Assignment ::
Working through the entries below, find how many lines include the string "pool"; give only that number.

*** Opening of Information supplied ***

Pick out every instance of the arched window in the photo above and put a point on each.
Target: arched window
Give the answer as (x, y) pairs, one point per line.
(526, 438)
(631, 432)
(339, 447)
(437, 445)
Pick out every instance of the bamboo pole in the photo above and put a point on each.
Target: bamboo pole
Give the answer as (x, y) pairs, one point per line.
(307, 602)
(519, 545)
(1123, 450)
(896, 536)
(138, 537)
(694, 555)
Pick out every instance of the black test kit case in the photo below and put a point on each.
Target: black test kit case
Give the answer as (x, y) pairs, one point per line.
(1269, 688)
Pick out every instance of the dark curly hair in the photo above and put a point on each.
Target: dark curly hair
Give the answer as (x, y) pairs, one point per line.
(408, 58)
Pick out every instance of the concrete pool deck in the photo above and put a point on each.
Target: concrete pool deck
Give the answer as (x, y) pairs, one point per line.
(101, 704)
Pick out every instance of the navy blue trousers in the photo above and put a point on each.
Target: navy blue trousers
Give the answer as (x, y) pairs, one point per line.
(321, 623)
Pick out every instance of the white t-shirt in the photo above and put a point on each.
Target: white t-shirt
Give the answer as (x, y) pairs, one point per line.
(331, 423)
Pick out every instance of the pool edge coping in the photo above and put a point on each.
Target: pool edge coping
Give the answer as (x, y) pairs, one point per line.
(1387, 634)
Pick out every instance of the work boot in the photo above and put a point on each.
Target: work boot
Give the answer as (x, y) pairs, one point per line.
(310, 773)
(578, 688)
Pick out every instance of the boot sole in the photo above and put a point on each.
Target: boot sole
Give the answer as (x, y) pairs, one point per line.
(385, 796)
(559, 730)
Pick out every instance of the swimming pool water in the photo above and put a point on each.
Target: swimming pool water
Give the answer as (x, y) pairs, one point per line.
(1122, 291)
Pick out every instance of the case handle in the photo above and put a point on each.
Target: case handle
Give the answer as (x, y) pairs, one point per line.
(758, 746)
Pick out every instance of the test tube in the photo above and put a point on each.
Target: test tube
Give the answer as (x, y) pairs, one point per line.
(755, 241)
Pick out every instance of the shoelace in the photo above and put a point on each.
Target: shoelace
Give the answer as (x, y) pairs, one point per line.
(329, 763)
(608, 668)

*** Close of Information supplied ***

Solution to this exercise ::
6